__Study material__
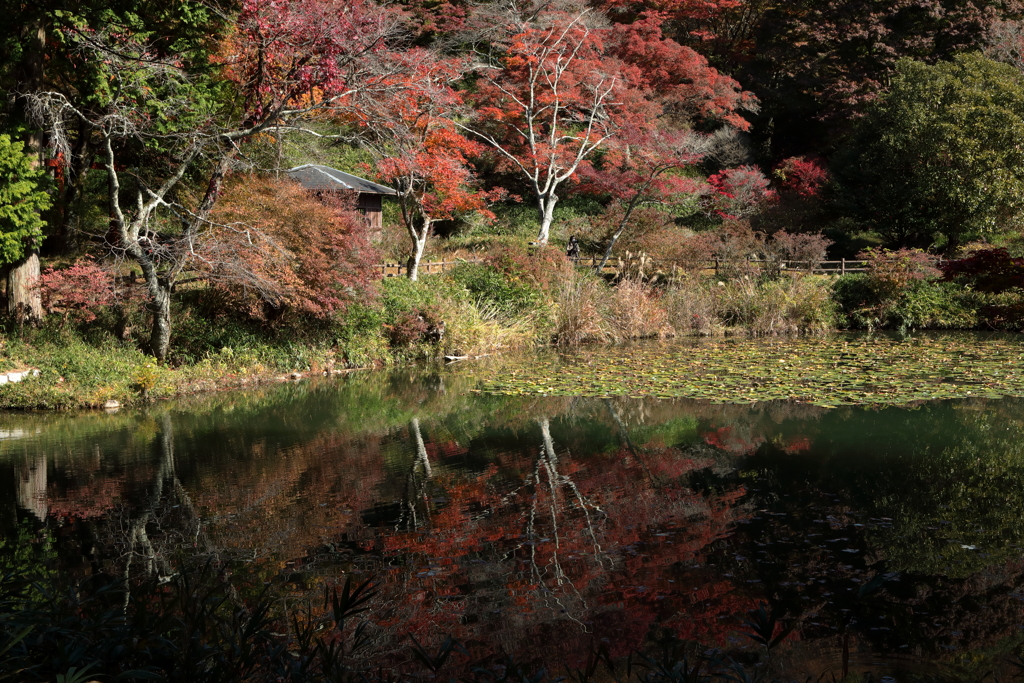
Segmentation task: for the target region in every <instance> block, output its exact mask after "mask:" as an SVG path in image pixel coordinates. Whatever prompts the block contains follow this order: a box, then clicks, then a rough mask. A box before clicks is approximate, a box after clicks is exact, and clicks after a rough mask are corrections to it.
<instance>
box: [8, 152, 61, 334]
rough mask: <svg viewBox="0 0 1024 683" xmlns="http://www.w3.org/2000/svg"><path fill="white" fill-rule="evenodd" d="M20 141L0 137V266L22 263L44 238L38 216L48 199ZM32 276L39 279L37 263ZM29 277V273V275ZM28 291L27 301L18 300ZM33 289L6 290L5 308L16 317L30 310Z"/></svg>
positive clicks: (33, 168)
mask: <svg viewBox="0 0 1024 683" xmlns="http://www.w3.org/2000/svg"><path fill="white" fill-rule="evenodd" d="M24 147H25V145H24V144H23V143H22V142H17V141H12V140H11V139H10V136H9V135H0V266H2V267H4V268H8V267H9V266H10V264H12V263H17V262H18V261H22V260H23V259H24V258H25V257H26V255H28V254H29V253H30V252H32V251H33V250H34V249H35V248H36V247H38V246H39V243H40V242H41V241H42V239H43V225H44V224H45V221H44V220H43V218H42V216H41V215H40V214H41V213H42V212H43V211H45V210H46V209H48V208H49V206H50V199H49V196H48V195H47V194H46V191H45V190H44V189H43V188H42V185H41V180H42V176H43V172H42V171H39V170H36V169H34V168H33V165H32V161H31V160H30V159H29V157H28V155H26V153H25V148H24ZM36 263H37V266H36V269H35V275H36V276H38V274H39V268H38V260H37V261H36ZM29 274H32V273H29ZM20 292H28V293H29V297H30V300H23V299H24V297H18V296H17V295H18V294H19V293H20ZM32 293H33V290H32V288H31V287H29V288H14V289H11V288H10V287H8V297H9V298H10V301H8V305H9V307H10V309H12V310H15V311H17V312H19V314H25V313H31V312H32V311H20V310H19V306H28V307H30V308H31V307H32V302H31V298H32Z"/></svg>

__Aim of the exercise__
Write out again, exactly, only the lines from the beginning of the material above to the line that holds "rough mask: <svg", both ends included, and no pictures.

__Response below__
Segmentation task: for the target region in every <instance> block, output its exact mask after "mask:" as an SVG path in image pixel coordinates. Whatever prompts the block contains follow this order: a box, then clicks, then a rough mask. A box before clicks is approximate, a box after clicks is exact, and clicks after a rough mask are corrections to it.
<instance>
box: [8, 152, 61, 334]
rough mask: <svg viewBox="0 0 1024 683" xmlns="http://www.w3.org/2000/svg"><path fill="white" fill-rule="evenodd" d="M20 141L0 137V266L22 263L44 238L38 216L48 199ZM32 276L39 279L37 263ZM29 277V273V275ZM28 291L27 301L18 300ZM33 289L6 290L5 308L16 317L30 310Z"/></svg>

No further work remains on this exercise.